Print the passage on the television film Once Upon a Texas Train word for word, from "The Texas Rangers" to "against younger competition.".

═══ Excerpted passage ═══

The Texas Rangers characters originally appeared almost 20 years before in the unsold television pilot and TV-movie broadcast in 1969 on ABC, The Over-the-Hill Gang, which was followed by The Over-the-Hill Gang Rides Again (the sequel did not feature the Captain Oren Hayes character) starring Walter Brennan as Nash Crawford, Pat O'Brien as Captain Oren Hayes, Chill Wills as Gentleman George Asque, and Edgar Buchanan as Jason Fitch. Elam had the distinction of appearing as the crooked sheriff in the first Over-The-Hill film and then assuming the role once played by Buchanan two decades later in Texas Train. One difference between this film and The Over-the-Hill Gang is that first movie portrayed the Rangers as too old to hold their own, while Texas Train showed they could still hold their own against younger competition.

==Release==
Once Upon a Texas Train premiered as a CBS Sunday Movie on CBS on January 3, 1988. The film was the sixth most-watched television program for the week ending January 3, and was also the third-most watched television film of the 1987-88 television season, with 21.2 million viewers.

===Reception===
Terry Atkinson of the Los Angeles Times wrote that Kennedy "didn't seem to have quite thought out his promising, then faltering, tale. […] But until things go really awry toward the end, Kennedy provides 'Train' with plenty of the same gently satirical humor and authentic big-sky feeling he gave his fine 1969 feature Support Your Local Sheriff! His smoothly professional direction is full of fine touches, enhanced by Ken Lamkin's photography and Warner Leighton's editing."

═══ Dataset records ═══

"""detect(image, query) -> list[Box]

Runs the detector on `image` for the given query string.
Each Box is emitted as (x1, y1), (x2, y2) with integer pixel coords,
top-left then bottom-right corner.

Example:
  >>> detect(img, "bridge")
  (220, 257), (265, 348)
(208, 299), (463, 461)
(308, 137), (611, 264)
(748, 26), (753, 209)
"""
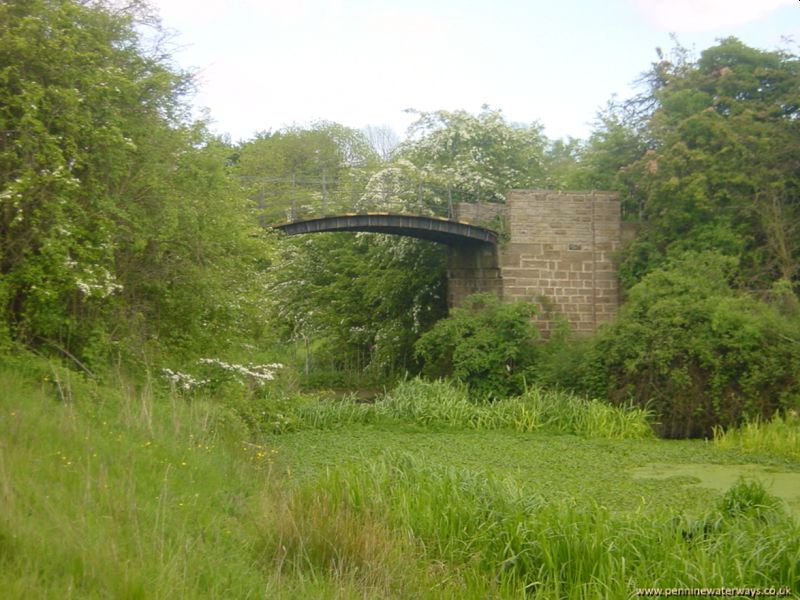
(243, 173), (622, 335)
(273, 212), (498, 246)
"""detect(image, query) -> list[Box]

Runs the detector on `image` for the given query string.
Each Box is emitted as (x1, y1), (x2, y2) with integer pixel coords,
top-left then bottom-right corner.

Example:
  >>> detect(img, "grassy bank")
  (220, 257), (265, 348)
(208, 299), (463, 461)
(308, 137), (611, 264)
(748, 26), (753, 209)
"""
(0, 361), (800, 598)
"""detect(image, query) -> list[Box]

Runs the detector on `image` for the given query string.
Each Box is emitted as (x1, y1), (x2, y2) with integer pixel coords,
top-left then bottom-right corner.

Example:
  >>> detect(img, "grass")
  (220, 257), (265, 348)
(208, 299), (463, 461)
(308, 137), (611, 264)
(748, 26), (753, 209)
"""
(296, 379), (653, 439)
(265, 454), (800, 598)
(0, 359), (800, 599)
(714, 413), (800, 461)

═══

Solution to this exercise
The Texas Rangers characters originally appeared almost 20 years before in the unsold television pilot and TV-movie broadcast in 1969 on ABC, The Over-the-Hill Gang, which was followed by The Over-the-Hill Gang Rides Again (the sequel did not feature the Captain Oren Hayes character) starring Walter Brennan as Nash Crawford, Pat O'Brien as Captain Oren Hayes, Chill Wills as Gentleman George Asque, and Edgar Buchanan as Jason Fitch. Elam had the distinction of appearing as the crooked sheriff in the first Over-The-Hill film and then assuming the role once played by Buchanan two decades later in Texas Train. One difference between this film and The Over-the-Hill Gang is that first movie portrayed the Rangers as too old to hold their own, while Texas Train showed they could still hold their own against younger competition.